The task =>
Copy out the data below with "integer pixel values" swapped for "whole-number pixel coordinates" and everything else left as it is. Leave the pictures out.

Stored data =>
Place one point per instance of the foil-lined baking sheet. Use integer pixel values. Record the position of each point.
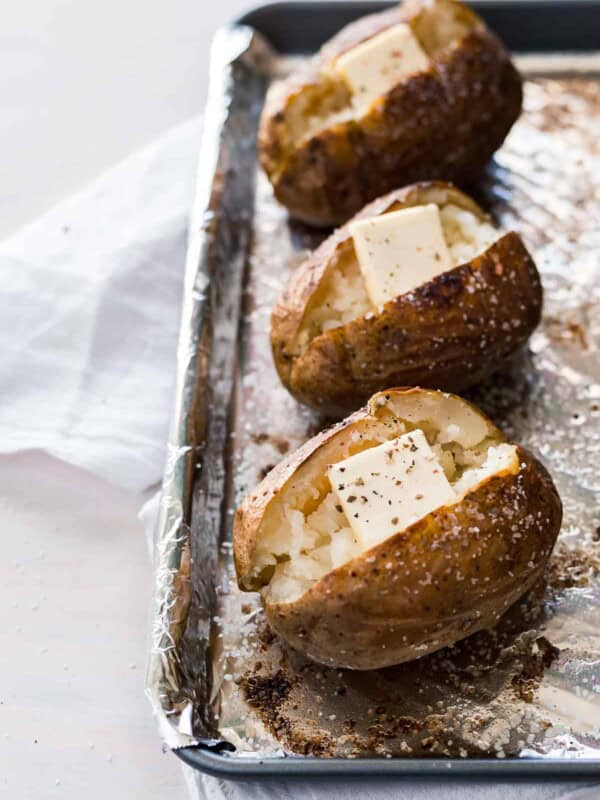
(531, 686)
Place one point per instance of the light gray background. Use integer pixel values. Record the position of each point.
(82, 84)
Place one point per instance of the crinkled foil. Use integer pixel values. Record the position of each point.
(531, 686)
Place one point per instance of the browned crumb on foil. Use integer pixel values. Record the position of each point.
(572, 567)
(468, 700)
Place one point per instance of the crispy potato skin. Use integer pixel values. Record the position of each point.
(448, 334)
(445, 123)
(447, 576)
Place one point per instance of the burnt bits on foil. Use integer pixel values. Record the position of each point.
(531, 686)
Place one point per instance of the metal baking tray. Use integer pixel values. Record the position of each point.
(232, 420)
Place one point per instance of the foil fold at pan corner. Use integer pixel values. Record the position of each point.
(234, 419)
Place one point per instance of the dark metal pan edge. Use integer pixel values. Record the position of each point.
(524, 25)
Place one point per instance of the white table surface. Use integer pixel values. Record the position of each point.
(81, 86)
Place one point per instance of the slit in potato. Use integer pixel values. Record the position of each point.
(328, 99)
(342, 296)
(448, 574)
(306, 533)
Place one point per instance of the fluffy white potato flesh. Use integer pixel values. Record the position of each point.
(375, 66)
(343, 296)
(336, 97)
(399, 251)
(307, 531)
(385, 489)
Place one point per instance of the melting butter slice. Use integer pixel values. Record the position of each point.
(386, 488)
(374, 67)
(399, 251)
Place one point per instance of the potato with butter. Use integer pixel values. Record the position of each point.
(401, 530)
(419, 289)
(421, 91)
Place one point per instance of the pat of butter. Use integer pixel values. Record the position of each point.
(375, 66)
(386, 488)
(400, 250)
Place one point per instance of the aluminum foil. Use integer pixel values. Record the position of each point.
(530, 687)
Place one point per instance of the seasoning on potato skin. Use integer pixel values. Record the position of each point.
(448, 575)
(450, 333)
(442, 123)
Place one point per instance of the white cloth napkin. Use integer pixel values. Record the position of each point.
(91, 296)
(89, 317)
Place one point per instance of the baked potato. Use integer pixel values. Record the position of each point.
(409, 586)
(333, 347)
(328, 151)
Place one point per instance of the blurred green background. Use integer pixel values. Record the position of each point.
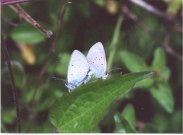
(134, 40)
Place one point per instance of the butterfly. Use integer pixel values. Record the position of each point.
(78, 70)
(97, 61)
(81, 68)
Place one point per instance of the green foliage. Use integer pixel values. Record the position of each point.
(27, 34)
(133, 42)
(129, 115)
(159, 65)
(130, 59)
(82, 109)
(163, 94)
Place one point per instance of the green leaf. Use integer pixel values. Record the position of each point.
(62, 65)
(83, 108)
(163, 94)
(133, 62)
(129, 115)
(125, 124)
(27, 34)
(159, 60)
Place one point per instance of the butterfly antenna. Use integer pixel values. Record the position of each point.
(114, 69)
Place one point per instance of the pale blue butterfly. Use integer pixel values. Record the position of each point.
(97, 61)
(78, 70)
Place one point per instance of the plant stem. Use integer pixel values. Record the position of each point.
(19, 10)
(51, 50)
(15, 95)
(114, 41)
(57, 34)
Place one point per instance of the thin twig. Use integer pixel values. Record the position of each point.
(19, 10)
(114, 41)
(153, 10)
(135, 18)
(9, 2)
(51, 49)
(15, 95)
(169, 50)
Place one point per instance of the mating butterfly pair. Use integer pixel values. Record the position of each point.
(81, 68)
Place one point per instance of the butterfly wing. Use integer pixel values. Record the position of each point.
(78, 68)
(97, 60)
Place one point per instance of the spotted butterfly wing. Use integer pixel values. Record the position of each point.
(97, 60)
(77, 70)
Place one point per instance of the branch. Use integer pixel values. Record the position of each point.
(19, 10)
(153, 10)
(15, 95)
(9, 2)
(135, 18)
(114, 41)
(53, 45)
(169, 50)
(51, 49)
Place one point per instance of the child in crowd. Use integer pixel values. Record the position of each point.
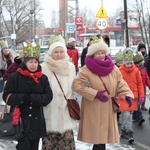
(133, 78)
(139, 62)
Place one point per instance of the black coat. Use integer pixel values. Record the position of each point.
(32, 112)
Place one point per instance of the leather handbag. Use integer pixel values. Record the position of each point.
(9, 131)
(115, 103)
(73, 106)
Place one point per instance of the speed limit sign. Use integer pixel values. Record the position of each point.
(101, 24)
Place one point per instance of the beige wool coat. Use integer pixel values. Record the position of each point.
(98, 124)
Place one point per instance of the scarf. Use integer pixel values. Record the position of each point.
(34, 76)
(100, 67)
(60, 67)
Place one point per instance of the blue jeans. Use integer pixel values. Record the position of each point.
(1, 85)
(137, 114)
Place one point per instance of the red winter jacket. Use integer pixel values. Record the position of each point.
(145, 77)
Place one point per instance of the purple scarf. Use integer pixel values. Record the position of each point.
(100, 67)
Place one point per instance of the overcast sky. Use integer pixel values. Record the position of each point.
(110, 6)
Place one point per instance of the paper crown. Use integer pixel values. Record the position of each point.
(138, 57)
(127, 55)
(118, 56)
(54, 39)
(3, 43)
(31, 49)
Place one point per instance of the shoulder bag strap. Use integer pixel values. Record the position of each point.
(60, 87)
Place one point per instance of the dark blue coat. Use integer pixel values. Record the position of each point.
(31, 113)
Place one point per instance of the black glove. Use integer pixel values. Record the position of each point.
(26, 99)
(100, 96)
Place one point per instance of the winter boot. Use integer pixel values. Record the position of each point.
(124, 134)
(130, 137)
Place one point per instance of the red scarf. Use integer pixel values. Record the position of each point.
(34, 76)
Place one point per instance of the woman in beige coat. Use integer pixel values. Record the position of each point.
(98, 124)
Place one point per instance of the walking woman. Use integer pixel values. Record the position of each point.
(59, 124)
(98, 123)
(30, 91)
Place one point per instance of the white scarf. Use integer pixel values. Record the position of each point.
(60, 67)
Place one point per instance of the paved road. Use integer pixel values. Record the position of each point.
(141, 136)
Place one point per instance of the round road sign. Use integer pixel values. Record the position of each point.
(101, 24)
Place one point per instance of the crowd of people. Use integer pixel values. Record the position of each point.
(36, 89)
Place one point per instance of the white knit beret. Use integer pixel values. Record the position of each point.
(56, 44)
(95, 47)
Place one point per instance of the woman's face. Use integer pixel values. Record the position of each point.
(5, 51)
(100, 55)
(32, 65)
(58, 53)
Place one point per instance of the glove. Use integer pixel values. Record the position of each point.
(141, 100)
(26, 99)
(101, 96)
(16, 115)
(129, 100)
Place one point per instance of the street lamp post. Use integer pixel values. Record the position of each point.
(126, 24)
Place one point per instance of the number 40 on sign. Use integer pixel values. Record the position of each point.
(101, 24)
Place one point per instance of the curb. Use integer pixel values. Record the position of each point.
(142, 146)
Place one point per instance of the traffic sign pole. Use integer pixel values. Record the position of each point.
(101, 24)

Solution to the problem =>
Place one point per instance of the foil-lined baking sheet. Use whole-number pixel coordinates. Record the position of each point.
(531, 686)
Place one point per instance of the light gray background. Use whole-number pixel coordinates. Record the position of each point.
(82, 84)
Place one point per instance of the crinkled foil. Use whole-number pixel coordinates. Record the position of each point.
(531, 686)
Place one point per instance of the browned crumb on foil. Use whole-number pixel coordinates. Record the position of each point.
(572, 567)
(468, 700)
Place one point per instance of the crispy potato skin. Use whole-number pixel coordinates. Record the position of each point.
(448, 334)
(445, 123)
(447, 576)
Place one point per instance of the burnt bits on foil. Use whole-number pixel coordinates. Record the position of each point.
(531, 686)
Place one point per instance of the metal baking tray. Use whole-number pixel coordinates. Record the position of each point.
(232, 420)
Place one point per instance of the foil fold at pan corner. Use whole-number pixel coordinates. Record the position of each point.
(234, 419)
Place one point per instance of the dark metal pan edge. Use whole-number pixel coordinates. Record the position of each point.
(524, 25)
Place one point per instance of the white table surface. Use whole-number pixel coordinates. Record the position of each point.
(81, 86)
Place one point per instance of the slit in potato. Use whole-number pixel coordinates. Record the position of each point.
(328, 99)
(342, 296)
(448, 574)
(306, 533)
Place one point per instance of the fluffy white potato flesh. Use whole-number pixel coordinates. Record the position of each point.
(375, 66)
(343, 296)
(336, 97)
(399, 251)
(307, 531)
(385, 489)
Place one point per instance of the melting butter slice. Use whole-number pixel coordinates. Record the position of each point.
(386, 488)
(374, 67)
(399, 251)
Place one point per instance of the potato with butter. Use whole-number pixel coordinates. Record the position of each point.
(401, 530)
(419, 289)
(421, 91)
Place one point per instance of the pat of butter. Use whole-number pixel coordinates. Record the position of each point.
(375, 66)
(386, 488)
(400, 250)
Place one point per instance of the aluminum foil. Use whole-number pixel coordinates. Record the position of each point.
(530, 687)
Place one point per instance of the seasoning on potato skin. Use whole-number pixel coordinates. Record the position of each point.
(448, 575)
(450, 333)
(442, 123)
Place one point per instance of the white cloth napkin. Use whole-number pixel coordinates. Record the position of each point.
(91, 296)
(89, 317)
Place one point per instance of the baked potato. Use whole-number pixel coordinates. Record the position of each point.
(409, 586)
(333, 347)
(328, 151)
Place one point per instance of the blurred green background. Use whole-number pixel coordinates. Record the position of each point.
(134, 40)
Place one point per instance of the butterfly. Use whole-number pixel coordinates. Record the position of each point.
(78, 70)
(97, 61)
(81, 68)
Place one point per instance of the green foliage. Use whole-number pixel coordinates. Record the position of each point.
(27, 34)
(133, 42)
(129, 115)
(159, 65)
(130, 59)
(82, 109)
(163, 94)
Place one point per instance of the green leaf. Use whole-number pixel coordinates. Record the position of each point.
(62, 65)
(83, 108)
(163, 94)
(133, 62)
(129, 115)
(125, 124)
(27, 34)
(159, 60)
Place one point per instance of the butterfly antenna. Use whole-number pixel coordinates. Record the position of each point.
(114, 69)
Place one point per instance of the pale blue butterfly. Use whole-number pixel coordinates. Record the position of each point.
(97, 61)
(78, 70)
Place one point per instance of the plant stem. Use whole-number pixel coordinates. Record the position of each point.
(19, 10)
(51, 50)
(15, 95)
(114, 41)
(57, 34)
Place one point per instance of the thin twig. Use whole-number pixel coordinates. Record the position of each point.
(19, 10)
(114, 41)
(153, 10)
(135, 18)
(9, 2)
(51, 49)
(15, 95)
(169, 50)
Place one point per instance of the mating butterfly pair. Use whole-number pixel coordinates. Record the position of each point.
(81, 68)
Place one point per instance of the butterfly wing. Use whole-number pixel coordinates. Record the position of each point.
(78, 68)
(97, 60)
Place one point per instance of the spotted butterfly wing. Use whole-number pixel coordinates. Record the position of each point.
(97, 60)
(77, 70)
Place one point per instance of the branch. Use whole-number pixel coordinates. Record the position of each point.
(19, 10)
(153, 10)
(15, 95)
(9, 2)
(135, 18)
(114, 41)
(53, 45)
(169, 50)
(51, 49)
Place one point per instance of the child in crowd. Use whole-number pixel coordinates. Record the position of each point.
(133, 78)
(139, 62)
Place one point per instance of the black coat. Use whole-number pixel coordinates. Record the position of each point.
(32, 112)
Place one point per instance of the leather handbag. Use whole-number pixel coordinates. Record the position of each point.
(9, 131)
(115, 103)
(73, 106)
Place one point per instance of the speed limit sign. Use whole-number pixel coordinates. Record the position of each point.
(101, 24)
Place one point per instance of the beige wool coat. Use whole-number pixel coordinates. Record the position of each point.
(98, 124)
Place one point per instance of the scarf. Use whole-number pixel coordinates. Record the position of each point.
(34, 76)
(100, 67)
(60, 67)
Place one point per instance of the blue jeans. Use whole-number pixel coordinates. Record the position of each point.
(1, 85)
(137, 114)
Place one point per instance of the red winter jacket. Use whole-number pixel coordinates. Record the position of each point.
(145, 77)
Place one point per instance of the purple scarf. Use whole-number pixel coordinates. Record the position of each point.
(100, 67)
Place one point per instance of the overcast sky. Use whole-number pixel coordinates. Record the position of each point.
(110, 6)
Place one point per instance of the paper crown. Use whole-number pixel coordinates. Record the position of each point.
(138, 57)
(127, 55)
(118, 56)
(54, 39)
(3, 43)
(31, 49)
Place one point per instance of the shoulder bag strap. Use whole-number pixel coordinates. Record the position of each point.
(60, 87)
Place one point per instance of the dark blue coat. Use whole-number pixel coordinates. Record the position of each point.
(31, 113)
Place one point per instance of the black glove. Use whole-number pixel coordinates. Record the position of each point.
(26, 99)
(100, 96)
Place one point per instance of the winter boot. Use whole-number pixel coordinates. Record the position of each point.
(124, 134)
(130, 137)
Place one point per instance of the red scarf. Use whole-number pixel coordinates. Record the position of each point.
(34, 76)
Place one point per instance of the woman in beige coat. Use whole-number pixel coordinates. Record the position of each point.
(98, 124)
Place one point per instance of the walking woman. Use whole-number pixel coordinates. Record the position of each point.
(59, 124)
(98, 123)
(30, 91)
Place one point per instance of the white scarf. Use whole-number pixel coordinates. Record the position of each point.
(60, 67)
Place one point per instance of the paved road. Use whole-number pixel coordinates. Record the position of each point.
(141, 136)
Place one point per instance of the round road sign. Use whole-number pixel coordinates. Record the position of each point.
(101, 24)
Place one point per instance of the crowd of people. Use whole-number pixel coordinates. Record the position of each point.
(36, 89)
Place one point per instance of the white knit beret. Use whole-number pixel coordinates. Record the position of each point.
(56, 44)
(95, 47)
Place one point per instance of the woman's face. Use whole-number pixel coordinates. Record the position of each point.
(5, 51)
(100, 55)
(32, 65)
(58, 53)
Place one point per instance of the glove. Use whole-number pixel coordinates. Record the position of each point.
(141, 100)
(26, 99)
(101, 96)
(16, 115)
(129, 100)
Place one point per instance of the street lamp post. Use whole-number pixel coordinates. Record the position of each point.
(126, 24)
Place one point per instance of the number 40 on sign. Use whole-number pixel coordinates. Record the position of each point.
(101, 24)
Place one point per instance of the curb. Use whole-number pixel coordinates. Record the position of each point.
(142, 146)
Place one point per instance of the traffic sign pole. Use whole-number pixel coordinates. Record the position of each point.
(101, 24)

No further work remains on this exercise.